[Region annotation entries]
■ ■ ■ ■ ■
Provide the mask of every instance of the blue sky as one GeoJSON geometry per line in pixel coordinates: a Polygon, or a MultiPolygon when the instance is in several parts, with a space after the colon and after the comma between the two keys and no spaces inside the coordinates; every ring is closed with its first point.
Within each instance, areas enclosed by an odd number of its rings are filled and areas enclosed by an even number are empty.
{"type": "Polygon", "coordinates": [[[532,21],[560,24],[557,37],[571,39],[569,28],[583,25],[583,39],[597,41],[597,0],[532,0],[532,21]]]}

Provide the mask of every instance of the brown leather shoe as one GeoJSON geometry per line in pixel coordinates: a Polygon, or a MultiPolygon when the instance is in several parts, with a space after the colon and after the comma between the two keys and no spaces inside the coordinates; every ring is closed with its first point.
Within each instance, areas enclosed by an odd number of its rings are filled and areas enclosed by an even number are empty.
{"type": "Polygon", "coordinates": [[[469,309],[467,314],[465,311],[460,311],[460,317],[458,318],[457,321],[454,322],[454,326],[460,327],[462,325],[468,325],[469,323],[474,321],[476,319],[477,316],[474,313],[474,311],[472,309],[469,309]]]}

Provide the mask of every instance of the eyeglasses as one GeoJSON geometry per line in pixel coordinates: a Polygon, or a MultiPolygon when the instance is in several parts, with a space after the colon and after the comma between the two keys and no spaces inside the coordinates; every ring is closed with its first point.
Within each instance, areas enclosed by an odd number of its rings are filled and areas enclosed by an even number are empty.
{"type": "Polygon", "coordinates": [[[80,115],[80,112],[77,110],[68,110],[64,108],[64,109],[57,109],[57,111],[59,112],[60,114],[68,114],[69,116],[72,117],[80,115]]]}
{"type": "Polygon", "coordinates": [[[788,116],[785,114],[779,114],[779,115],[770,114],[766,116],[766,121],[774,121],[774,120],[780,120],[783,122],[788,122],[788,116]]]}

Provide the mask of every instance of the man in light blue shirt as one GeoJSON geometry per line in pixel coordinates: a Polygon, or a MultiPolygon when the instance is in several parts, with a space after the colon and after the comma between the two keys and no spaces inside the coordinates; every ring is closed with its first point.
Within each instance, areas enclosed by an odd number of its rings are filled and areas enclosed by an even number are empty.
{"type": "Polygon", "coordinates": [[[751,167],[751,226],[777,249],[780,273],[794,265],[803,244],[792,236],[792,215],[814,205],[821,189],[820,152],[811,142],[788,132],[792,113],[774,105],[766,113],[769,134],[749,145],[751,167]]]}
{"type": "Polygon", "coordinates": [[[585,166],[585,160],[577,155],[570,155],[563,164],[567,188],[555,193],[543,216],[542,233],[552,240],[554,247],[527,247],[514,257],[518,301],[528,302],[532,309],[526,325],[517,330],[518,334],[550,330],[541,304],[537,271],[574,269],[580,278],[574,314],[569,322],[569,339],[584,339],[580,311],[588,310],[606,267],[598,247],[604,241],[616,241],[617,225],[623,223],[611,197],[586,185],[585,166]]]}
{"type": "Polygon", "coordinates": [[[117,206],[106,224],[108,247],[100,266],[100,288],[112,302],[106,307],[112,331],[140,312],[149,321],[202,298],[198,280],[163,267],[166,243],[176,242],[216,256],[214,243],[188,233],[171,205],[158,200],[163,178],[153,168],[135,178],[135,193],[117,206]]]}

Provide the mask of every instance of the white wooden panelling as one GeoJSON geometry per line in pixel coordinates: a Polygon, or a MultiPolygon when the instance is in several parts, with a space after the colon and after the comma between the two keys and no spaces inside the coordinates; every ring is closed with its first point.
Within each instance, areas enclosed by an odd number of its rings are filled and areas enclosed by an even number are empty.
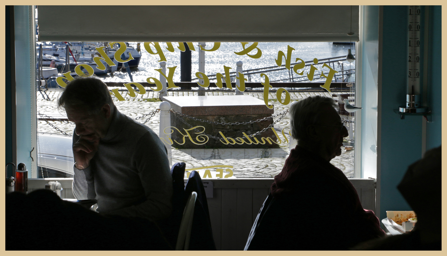
{"type": "Polygon", "coordinates": [[[269,192],[267,189],[253,189],[253,210],[252,215],[252,224],[254,222],[261,207],[266,198],[269,195],[269,192]]]}
{"type": "MultiPolygon", "coordinates": [[[[213,236],[218,250],[243,250],[253,222],[270,193],[273,179],[207,179],[214,184],[212,198],[207,198],[213,236]]],[[[363,208],[375,211],[373,180],[350,179],[363,208]]],[[[63,188],[63,198],[74,198],[72,178],[34,179],[28,180],[28,191],[45,188],[57,180],[63,188]]]]}
{"type": "Polygon", "coordinates": [[[237,214],[236,218],[236,246],[237,247],[236,250],[241,250],[241,248],[243,250],[253,223],[253,189],[236,189],[237,214]]]}
{"type": "Polygon", "coordinates": [[[213,196],[212,198],[207,198],[207,201],[216,248],[220,250],[220,240],[222,239],[222,189],[214,189],[213,196]]]}
{"type": "Polygon", "coordinates": [[[222,189],[222,202],[221,249],[225,251],[237,250],[237,189],[222,189]]]}

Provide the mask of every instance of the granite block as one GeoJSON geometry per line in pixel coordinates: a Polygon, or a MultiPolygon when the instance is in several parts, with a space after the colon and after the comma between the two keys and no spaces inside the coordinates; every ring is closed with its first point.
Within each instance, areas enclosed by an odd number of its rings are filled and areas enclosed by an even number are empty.
{"type": "Polygon", "coordinates": [[[175,111],[191,116],[273,114],[263,101],[249,95],[167,96],[163,101],[175,111]]]}

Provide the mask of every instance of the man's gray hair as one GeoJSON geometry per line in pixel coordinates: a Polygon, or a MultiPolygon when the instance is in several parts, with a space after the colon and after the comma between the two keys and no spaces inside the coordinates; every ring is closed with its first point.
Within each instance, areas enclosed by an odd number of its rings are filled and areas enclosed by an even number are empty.
{"type": "Polygon", "coordinates": [[[333,99],[320,95],[308,97],[295,102],[289,109],[291,133],[299,142],[307,140],[307,127],[317,123],[322,107],[337,107],[333,99]]]}
{"type": "Polygon", "coordinates": [[[85,108],[89,113],[97,114],[105,104],[113,107],[107,86],[95,77],[78,76],[67,83],[58,99],[58,108],[67,106],[85,108]]]}

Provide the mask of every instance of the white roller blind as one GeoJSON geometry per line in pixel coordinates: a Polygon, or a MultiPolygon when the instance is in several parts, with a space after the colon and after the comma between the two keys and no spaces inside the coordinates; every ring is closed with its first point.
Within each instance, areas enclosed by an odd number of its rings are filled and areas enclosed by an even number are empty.
{"type": "Polygon", "coordinates": [[[44,6],[41,41],[353,42],[358,6],[44,6]]]}

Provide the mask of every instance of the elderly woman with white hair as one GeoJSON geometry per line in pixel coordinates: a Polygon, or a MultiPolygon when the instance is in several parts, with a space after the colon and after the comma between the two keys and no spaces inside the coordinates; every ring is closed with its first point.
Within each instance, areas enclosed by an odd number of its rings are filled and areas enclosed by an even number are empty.
{"type": "Polygon", "coordinates": [[[246,250],[346,250],[383,236],[377,218],[329,161],[348,136],[333,100],[316,96],[290,108],[297,145],[275,176],[246,250]]]}

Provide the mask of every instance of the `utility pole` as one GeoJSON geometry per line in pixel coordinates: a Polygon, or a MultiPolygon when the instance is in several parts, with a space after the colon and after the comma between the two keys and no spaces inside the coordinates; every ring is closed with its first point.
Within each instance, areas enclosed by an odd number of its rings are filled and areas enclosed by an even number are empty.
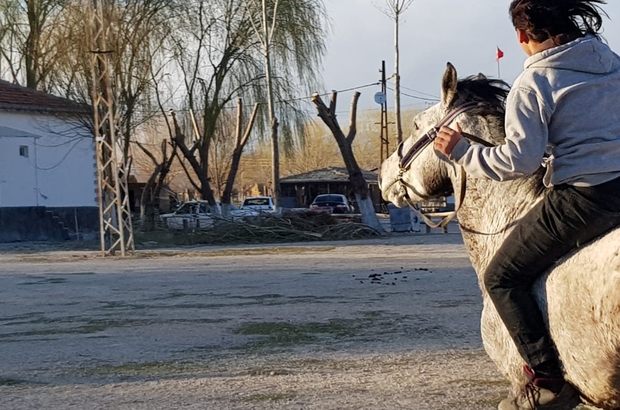
{"type": "Polygon", "coordinates": [[[381,163],[390,156],[390,138],[388,134],[387,116],[387,79],[385,78],[385,60],[381,63],[381,163]]]}
{"type": "Polygon", "coordinates": [[[112,2],[92,0],[92,99],[97,156],[97,197],[101,251],[125,256],[134,250],[131,210],[127,189],[129,164],[125,163],[122,139],[118,138],[119,115],[110,76],[107,48],[112,2]],[[120,159],[119,159],[120,157],[120,159]]]}

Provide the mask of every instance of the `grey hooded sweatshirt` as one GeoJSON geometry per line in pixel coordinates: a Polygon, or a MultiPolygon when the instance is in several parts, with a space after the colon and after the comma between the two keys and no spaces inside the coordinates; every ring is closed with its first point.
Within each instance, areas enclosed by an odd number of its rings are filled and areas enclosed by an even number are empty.
{"type": "Polygon", "coordinates": [[[459,141],[450,159],[476,178],[535,172],[547,186],[592,186],[620,177],[620,57],[592,35],[525,61],[506,101],[506,141],[459,141]]]}

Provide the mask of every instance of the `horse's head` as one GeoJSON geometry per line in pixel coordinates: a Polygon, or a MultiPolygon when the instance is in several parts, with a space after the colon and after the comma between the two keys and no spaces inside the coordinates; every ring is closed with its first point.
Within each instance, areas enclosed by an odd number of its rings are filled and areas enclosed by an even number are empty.
{"type": "MultiPolygon", "coordinates": [[[[432,147],[420,151],[405,169],[401,168],[401,158],[442,119],[472,102],[477,103],[475,108],[459,114],[454,121],[459,123],[463,132],[490,144],[500,144],[504,138],[504,102],[507,94],[506,83],[489,80],[482,74],[457,80],[456,69],[448,63],[442,80],[441,101],[415,117],[411,137],[381,165],[383,198],[402,207],[407,204],[407,195],[411,201],[417,202],[452,194],[451,179],[456,170],[432,147]]],[[[445,125],[453,126],[454,123],[445,125]]]]}

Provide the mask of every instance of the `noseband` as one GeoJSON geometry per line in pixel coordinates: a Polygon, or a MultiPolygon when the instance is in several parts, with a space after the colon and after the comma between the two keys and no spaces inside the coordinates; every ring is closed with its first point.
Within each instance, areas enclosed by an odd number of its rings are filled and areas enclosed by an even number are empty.
{"type": "MultiPolygon", "coordinates": [[[[470,111],[476,108],[477,106],[478,106],[478,103],[468,102],[450,111],[441,121],[439,121],[439,123],[436,126],[434,126],[430,131],[428,131],[419,140],[417,140],[404,155],[403,155],[403,142],[404,141],[401,142],[400,145],[398,146],[398,158],[399,158],[398,178],[394,182],[392,182],[392,184],[390,184],[388,188],[390,188],[392,185],[396,183],[399,183],[400,186],[403,188],[403,191],[405,192],[405,194],[403,195],[403,198],[405,199],[409,207],[413,209],[416,213],[418,213],[420,217],[424,220],[424,223],[426,223],[426,225],[428,225],[431,228],[437,228],[437,227],[443,228],[447,226],[448,223],[456,216],[456,213],[458,212],[458,209],[460,208],[460,205],[463,202],[463,199],[465,197],[465,181],[466,181],[465,171],[461,170],[461,188],[460,188],[460,196],[456,204],[457,207],[455,208],[454,212],[450,212],[447,215],[445,215],[445,217],[438,223],[433,222],[430,219],[430,217],[425,215],[420,209],[420,207],[411,200],[411,197],[409,197],[409,189],[415,192],[415,188],[411,184],[408,184],[403,179],[403,176],[405,172],[409,171],[409,169],[411,168],[411,164],[418,157],[418,155],[424,150],[424,148],[429,146],[435,140],[435,138],[437,138],[437,134],[439,133],[439,130],[441,129],[441,127],[449,125],[452,121],[454,121],[456,117],[458,117],[459,115],[467,111],[470,111]]],[[[482,141],[479,138],[473,137],[469,134],[466,134],[465,136],[468,139],[473,139],[476,142],[482,141]]],[[[486,141],[482,141],[482,142],[484,142],[485,145],[488,145],[486,141]]],[[[444,216],[444,213],[441,213],[439,215],[444,216]]]]}

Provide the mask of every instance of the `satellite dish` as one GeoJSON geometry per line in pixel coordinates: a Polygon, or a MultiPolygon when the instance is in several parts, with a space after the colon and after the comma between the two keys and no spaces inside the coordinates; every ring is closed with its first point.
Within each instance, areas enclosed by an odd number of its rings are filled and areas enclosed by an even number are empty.
{"type": "Polygon", "coordinates": [[[383,94],[382,92],[378,92],[377,94],[375,94],[375,102],[379,105],[385,104],[385,94],[383,94]]]}

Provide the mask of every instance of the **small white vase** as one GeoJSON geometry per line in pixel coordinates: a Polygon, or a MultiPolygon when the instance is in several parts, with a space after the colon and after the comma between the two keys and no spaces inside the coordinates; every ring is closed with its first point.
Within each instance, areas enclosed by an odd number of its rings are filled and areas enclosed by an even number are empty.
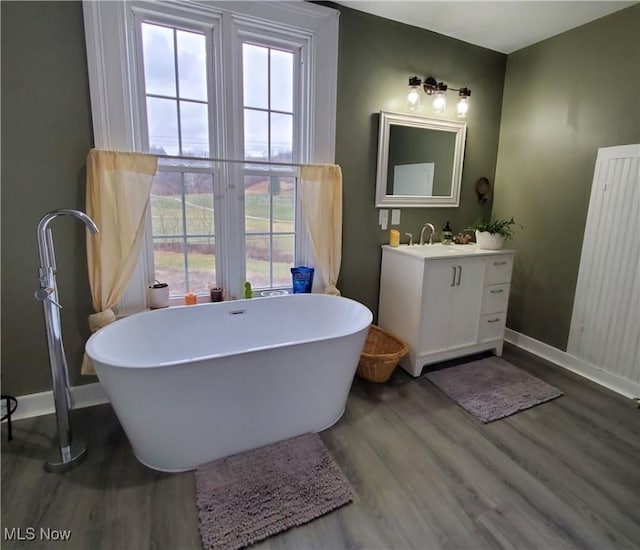
{"type": "Polygon", "coordinates": [[[476,231],[476,244],[483,250],[500,250],[504,246],[504,236],[488,231],[476,231]]]}

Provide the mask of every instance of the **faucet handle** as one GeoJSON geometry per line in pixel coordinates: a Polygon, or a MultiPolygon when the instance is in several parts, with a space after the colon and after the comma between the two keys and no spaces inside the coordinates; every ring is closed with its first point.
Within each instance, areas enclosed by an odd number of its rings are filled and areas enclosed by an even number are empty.
{"type": "Polygon", "coordinates": [[[405,233],[409,237],[409,246],[413,246],[413,235],[411,233],[405,233]]]}

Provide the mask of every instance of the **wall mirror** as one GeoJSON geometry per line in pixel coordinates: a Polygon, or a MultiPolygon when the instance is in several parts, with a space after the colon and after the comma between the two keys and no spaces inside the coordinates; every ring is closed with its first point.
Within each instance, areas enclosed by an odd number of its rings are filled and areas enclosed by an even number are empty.
{"type": "Polygon", "coordinates": [[[377,207],[458,206],[467,125],[380,112],[377,207]]]}

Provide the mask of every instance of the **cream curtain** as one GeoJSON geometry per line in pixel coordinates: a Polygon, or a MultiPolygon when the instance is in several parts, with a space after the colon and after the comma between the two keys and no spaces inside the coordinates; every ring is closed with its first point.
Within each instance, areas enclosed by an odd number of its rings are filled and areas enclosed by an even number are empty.
{"type": "MultiPolygon", "coordinates": [[[[158,159],[141,153],[92,149],[87,157],[87,214],[100,232],[87,239],[89,285],[96,313],[95,332],[115,321],[111,309],[122,296],[138,263],[145,211],[158,159]]],[[[95,374],[85,355],[82,374],[95,374]]]]}
{"type": "Polygon", "coordinates": [[[325,294],[340,295],[336,288],[342,260],[342,170],[334,164],[300,167],[300,200],[311,238],[316,269],[324,280],[325,294]]]}

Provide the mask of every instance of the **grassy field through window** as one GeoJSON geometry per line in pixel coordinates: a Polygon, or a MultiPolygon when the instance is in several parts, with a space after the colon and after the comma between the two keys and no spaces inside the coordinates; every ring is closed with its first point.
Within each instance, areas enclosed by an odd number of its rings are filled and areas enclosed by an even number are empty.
■ ■ ■ ■ ■
_Instruction_
Transcribe only the trailing portion of the entries above: the line that contains "Provide the mask of every instance of the **grassy" and each line after it.

_Task answer_
Provide the mask of every instance of the **grassy field through window** as one GeoJSON geometry per line in pixel coordinates: a Polygon, or a MultiPolygon when the instance is in several parts, with a space after the colon and after the comma between the two keys and no spaces inside the coordinates; every ring is closed with its first point.
Within each instance, areas enclosed by an odd number of its rings are filled and areas enclosed by an even number are empty.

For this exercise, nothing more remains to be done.